→ Task goal: Print all the data below exactly, without images.

→ Input data:
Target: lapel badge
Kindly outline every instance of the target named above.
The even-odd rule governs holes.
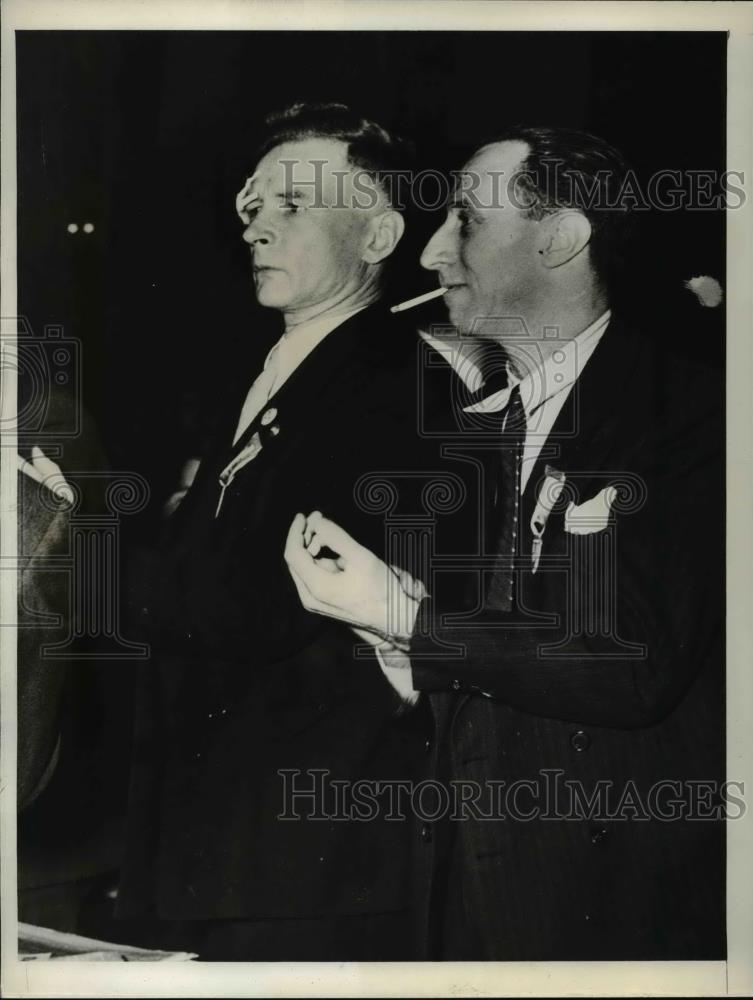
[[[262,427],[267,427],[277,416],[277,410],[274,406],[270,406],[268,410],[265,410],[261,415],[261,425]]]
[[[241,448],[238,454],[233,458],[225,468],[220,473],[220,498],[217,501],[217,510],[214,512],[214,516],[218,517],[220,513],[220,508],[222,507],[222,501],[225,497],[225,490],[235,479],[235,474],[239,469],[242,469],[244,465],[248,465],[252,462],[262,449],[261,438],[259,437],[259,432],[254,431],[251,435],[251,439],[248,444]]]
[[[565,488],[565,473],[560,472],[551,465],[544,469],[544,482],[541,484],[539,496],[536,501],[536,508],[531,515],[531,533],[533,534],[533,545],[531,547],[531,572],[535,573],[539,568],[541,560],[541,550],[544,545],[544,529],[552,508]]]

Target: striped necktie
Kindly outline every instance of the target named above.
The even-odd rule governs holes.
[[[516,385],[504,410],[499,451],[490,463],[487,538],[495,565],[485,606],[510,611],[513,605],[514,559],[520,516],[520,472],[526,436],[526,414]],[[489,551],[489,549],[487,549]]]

→ Answer section:
Target: lapel badge
Kindly outline every instance of the target named above.
The even-odd rule governs holes.
[[[262,427],[267,427],[277,416],[277,410],[274,406],[270,406],[268,410],[265,410],[261,415],[261,425]]]
[[[241,448],[238,454],[233,458],[225,468],[220,473],[220,498],[217,501],[217,510],[214,512],[214,516],[218,517],[220,513],[220,508],[222,507],[222,501],[225,497],[225,490],[235,479],[235,474],[239,469],[242,469],[244,465],[248,465],[252,462],[262,449],[261,438],[259,437],[259,432],[254,431],[251,435],[251,439],[248,444]]]
[[[565,488],[565,473],[560,472],[551,465],[544,469],[544,482],[541,484],[539,496],[536,501],[536,508],[531,515],[531,533],[533,534],[533,545],[531,547],[531,572],[535,573],[539,568],[541,560],[541,550],[544,545],[544,529],[552,508]]]

Target: striped necktie
Kindly outline every instance of the target named above.
The even-odd rule governs holes.
[[[516,385],[504,410],[499,451],[490,463],[487,538],[495,565],[485,606],[510,611],[513,605],[514,559],[520,516],[520,472],[526,436],[526,414]],[[489,551],[489,549],[487,549]]]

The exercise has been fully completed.